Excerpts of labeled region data
[START]
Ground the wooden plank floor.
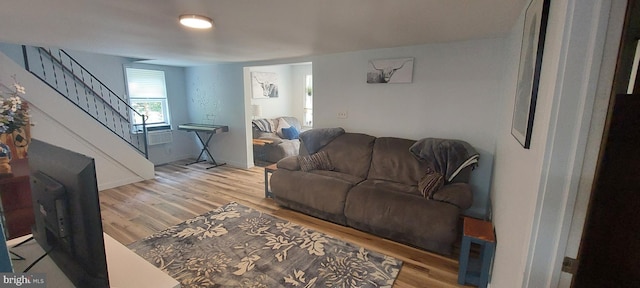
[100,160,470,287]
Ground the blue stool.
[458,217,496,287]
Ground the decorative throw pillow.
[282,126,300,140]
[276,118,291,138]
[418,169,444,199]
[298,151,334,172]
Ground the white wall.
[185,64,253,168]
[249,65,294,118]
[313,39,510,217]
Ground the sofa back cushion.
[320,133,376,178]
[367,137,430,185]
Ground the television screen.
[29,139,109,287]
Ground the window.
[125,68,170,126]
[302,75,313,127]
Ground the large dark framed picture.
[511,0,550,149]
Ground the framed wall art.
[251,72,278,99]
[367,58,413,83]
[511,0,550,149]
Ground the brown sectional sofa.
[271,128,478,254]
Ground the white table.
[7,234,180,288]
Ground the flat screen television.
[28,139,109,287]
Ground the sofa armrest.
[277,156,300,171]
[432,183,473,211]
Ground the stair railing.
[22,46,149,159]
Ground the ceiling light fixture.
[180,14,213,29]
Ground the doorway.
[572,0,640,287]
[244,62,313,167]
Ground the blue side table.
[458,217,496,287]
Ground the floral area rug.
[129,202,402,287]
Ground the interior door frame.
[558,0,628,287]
[END]
[START]
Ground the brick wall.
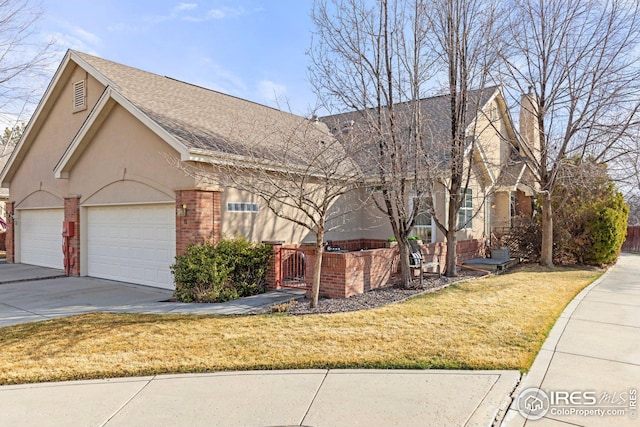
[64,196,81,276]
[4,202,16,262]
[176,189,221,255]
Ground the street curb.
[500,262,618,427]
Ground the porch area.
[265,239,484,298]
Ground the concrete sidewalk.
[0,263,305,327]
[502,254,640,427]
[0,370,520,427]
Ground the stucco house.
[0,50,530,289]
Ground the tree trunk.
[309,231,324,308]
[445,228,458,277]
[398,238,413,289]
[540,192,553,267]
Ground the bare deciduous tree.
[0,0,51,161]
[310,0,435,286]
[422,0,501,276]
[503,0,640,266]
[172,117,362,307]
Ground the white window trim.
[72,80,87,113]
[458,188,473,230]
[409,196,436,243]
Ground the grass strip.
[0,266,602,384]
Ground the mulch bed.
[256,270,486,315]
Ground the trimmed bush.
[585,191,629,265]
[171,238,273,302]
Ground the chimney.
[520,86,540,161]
[END]
◆ **WHAT YOU WILL DO**: Please rewrite the entries, everything from the line containing "Ground the wooden plank floor." down to the line containing "[558,0,628,287]", offsetting every bounding-box coordinate by -47 and keeping all other lines unchanged. Leave out the picture markers.

◆ **SOLUTION**:
Ground the wooden plank floor.
[53,113,423,240]
Ground the blue stool.
[411,170,449,240]
Ground the decorative throw pillow.
[235,79,253,93]
[229,71,244,91]
[371,122,397,152]
[251,104,287,125]
Ground the white wall.
[138,17,206,121]
[202,18,247,71]
[266,-8,463,170]
Ground the sofa back cushion.
[273,86,329,131]
[320,90,383,138]
Ground the television screen.
[-18,92,62,240]
Ground the window.
[78,21,123,79]
[255,28,266,80]
Ground the large dark framed picture.
[464,-47,503,102]
Ground the framed wall art.
[204,25,231,52]
[320,11,366,36]
[464,-47,503,102]
Ground the brown sectional sofa.
[224,81,431,207]
Ground the white table.
[-40,187,133,241]
Ground the flat screen television.
[-19,92,62,240]
Ground the sofa armrest.
[230,109,253,124]
[385,136,426,164]
Ground the stair railing.
[-25,-1,102,112]
Ground the ceiling light fixture.
[133,-33,166,-18]
Ground the doorway.
[525,-47,593,240]
[197,15,266,120]
Ground the blue side table.
[411,170,449,240]
Ground the floral area rug.
[82,155,355,240]
Ground the interior door frame.
[511,-47,581,240]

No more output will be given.